## EXCERPTED PASSAGE
· · · ·

RabbitFarm
2021-05-23
The Weekly Challenge 113
The examples used here are from the weekly challenge problem statement and demonstrate the working solution.
Part 1
You are given a positive integer $N and a digit $D. Write a script to check if $N can be represented as a sum of positive integers having $D at least once. If check passes print 1 otherwise 0.
Solution
use strict;
use warnings;
sub is_represented{
my($n, $d) = @_;
my @contains = grep { grep { $_ == $d } split(//) } (1 .. $n);
return $n == unpack("%32C*", pack("C*", @contains));
}
MAIN:{
print is_represented(25, 7) + 0 . "\n";
print is_represented(24, 7) + 0 . "\n";
}
Sample Run
$ perl perl/ch-1.pl
0
1
Notes
I've been trying to avoid using regexes in these challenges recently, to help promote
some increased creativity. Here I use a nested grep to determine which numbers contain the
digit $d
.
I also use one of my favorite ways to sum a list of numbers using unpack
and pack
!
By default the false value in the first example will print as an empty string. The + 0
forces a numification to 0 (or 1 too) which then stringifies to what we expect.
Part 2
You are given a Binary Tree. Write a script to replace each node of the tree with the sum of all the remaining nodes.

· · · ·

## INFORMATION PROVIDED
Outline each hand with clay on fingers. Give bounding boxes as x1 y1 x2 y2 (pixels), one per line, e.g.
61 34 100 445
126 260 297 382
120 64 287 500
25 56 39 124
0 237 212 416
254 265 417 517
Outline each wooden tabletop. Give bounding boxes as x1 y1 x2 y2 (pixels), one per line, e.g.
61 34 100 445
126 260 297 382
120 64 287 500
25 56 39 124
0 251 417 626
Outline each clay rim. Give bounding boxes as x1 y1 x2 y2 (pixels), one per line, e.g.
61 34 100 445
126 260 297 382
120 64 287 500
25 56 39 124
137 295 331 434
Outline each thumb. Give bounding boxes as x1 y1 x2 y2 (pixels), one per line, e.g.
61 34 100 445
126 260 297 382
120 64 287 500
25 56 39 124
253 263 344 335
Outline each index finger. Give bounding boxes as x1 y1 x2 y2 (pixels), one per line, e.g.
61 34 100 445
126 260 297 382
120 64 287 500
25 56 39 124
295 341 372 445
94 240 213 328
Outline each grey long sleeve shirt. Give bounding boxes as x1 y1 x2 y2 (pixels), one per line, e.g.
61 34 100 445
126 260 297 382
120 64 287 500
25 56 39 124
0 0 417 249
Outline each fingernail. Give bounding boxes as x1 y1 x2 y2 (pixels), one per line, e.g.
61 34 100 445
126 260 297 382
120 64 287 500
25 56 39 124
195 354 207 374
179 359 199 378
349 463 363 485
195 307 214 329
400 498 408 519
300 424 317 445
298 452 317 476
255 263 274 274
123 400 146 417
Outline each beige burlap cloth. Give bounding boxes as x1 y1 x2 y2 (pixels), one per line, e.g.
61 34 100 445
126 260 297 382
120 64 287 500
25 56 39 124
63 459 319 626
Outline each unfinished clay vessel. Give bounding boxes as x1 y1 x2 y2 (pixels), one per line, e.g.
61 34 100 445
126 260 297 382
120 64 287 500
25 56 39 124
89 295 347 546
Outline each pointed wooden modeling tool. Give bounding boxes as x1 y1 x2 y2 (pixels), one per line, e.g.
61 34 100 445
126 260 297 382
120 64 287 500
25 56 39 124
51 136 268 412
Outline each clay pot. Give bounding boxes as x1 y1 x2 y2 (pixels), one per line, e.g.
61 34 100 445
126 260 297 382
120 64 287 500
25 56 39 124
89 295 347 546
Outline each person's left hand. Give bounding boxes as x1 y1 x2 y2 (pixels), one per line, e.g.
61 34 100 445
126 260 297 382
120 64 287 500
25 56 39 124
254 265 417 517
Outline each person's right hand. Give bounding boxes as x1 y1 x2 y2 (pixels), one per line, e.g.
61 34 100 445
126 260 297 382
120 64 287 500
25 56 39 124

· · · ·

## TASKS
• A. In the Weekly Challenge 113 write-up, which two Perl functions does the author use to sum a list of numbers?
• B. Return the part of the Weekly Challenge 113 write-up starting at "By default the" and ending at "the remaining nodes.".

## EXERCISE RESPONSES
• A. unpack and pack

• B.
By default the false value in the first example will print as an empty string. The + 0
forces a numification to 0 (or 1 too) which then stringifies to what we expect.
Part 2
You are given a Binary Tree. Write a script to replace each node of the tree with the sum of all the remaining nodes.